## begin Reading text

Bug #42058: OSD reconnected across map epochs, inconsistent pg logs created - RADOS - Ceph

Actions

Copy link

Bug #42058

closed

OSD reconnected across map epochs, inconsistent pg logs created

Added by 相洋于 over 4 years ago. Updated over 4 years ago.

Status:

Duplicate

Priority:

Normal

Assignee:

Category:

Peering

Target version:

Ceph - v12.2.13

% Done:

Source:

Community (user)

Tags:

Backport:

Regression:

Severity:

3 - minor

Reviewed:

Affected Versions:

Ceph - v12.2.12

ceph-qa-suite:

Component(RADOS):

OSD

Pull request ID:

30609

Crash signature (v1):

Crash signature (v2):

Description

Get the lossless cluster connection between osd.2 and osd.47 for example.

When osd.47 is restarted and at the same time osd.2 has a op need to send to osd.47.

Then osd.2 shut down current connnection and begin to reconnect osd.47.

When osd.47 is up , osd.2 send a connect msg to osd.47 , osd.47 then send a reset session msg to osd.2.

Osd.2 then delete its out queue msg, and the op is lost.

In our luminous cluster, we met a rare case(3 replica, a little complex, hard to describe) that we had a one more op in a osd in a pg group, we only found that when scrubbing. At last we found that the op is lost in client endpoint when receiving a reset session msg.

All in all , I think when the connection is lossless, even the client endpoint's csq is not 0 , server endpoint should not send a reset session msg, it's better to send a retry session command with csq set to 0.

Related issues 1 (0 open — 1 closed)

Actions

Copy link

Updated by Greg Farnum over 4 years ago

Status changed from New to In Progress
Pull request ID set to 30609

Actions

Copy link

Updated by 相洋于 over 4 years ago

@Greg Farnum

Assume pg 1.1a maps to osds[1,5,9], osd1 is the primary osd.

Time 1: osd1 osd5 osd9 was online and could send message to each other.

Time 2: old5, osd9 received an new osdmap that showed osd.1 was down ,and at the same time, osd1’s public network was down manually(physical down)，but osd.0’s cluster network is still online.

Time 3：
Because of receiving an new osdmap that showed osd1 was down, osd5 and osd9 shutdowned their connections towards osd1 up (through mark_down() ). so there were no existing connections for osd1.
As for osd.1, connections between osd.5/osd.9 encountered a failure(disconnected by osd.5/osd.9 explicitly) and were going to enter STANDBY state . As a consequence, these connections were still existing( their cs_seq > 0).
After a short while, osd1 generated two scrub operations(enable deep-scrub) about updating some objects version info(scrub_snapshot_metadata()), and was going to reestablish connections among osd5 and osd9. When osd1 was sending the first operation op1(by send_message()), the cluster messenger would reconnect the osd5/osd9 and then placing the op1 in out_q。During the connection was enter STATE_OPEN, there was a RESETSESSION between osd1 and osd5/osd9, which lead osd1 to discard the msg in out_q (by was_session_reset()). After the connection was established, osd1 sent the second operation op2 to osd5/osd9.

## end Reading text
## begin Dataset content

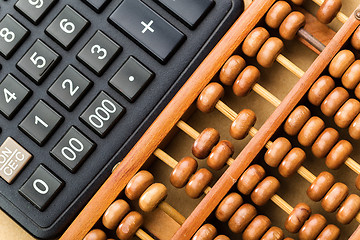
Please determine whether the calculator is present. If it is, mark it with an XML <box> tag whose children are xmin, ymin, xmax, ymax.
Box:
<box><xmin>0</xmin><ymin>0</ymin><xmax>244</xmax><ymax>239</ymax></box>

## end Dataset content

Set task ▸ In the bug report above, why did osd1 end up discarding op1 while it was reconnecting to osd5 and osd9? Answer in one to three sentences.

Full output ▸ When osd1 sent op1, the cluster messenger began reconnecting to osd5 and osd9 and placed op1 in out_q. While the connection was entering STATE_OPEN, a RESETSESSION occurred between osd1 and osd5/osd9. That reset caused osd1 to discard the message in out_q through was_session_reset().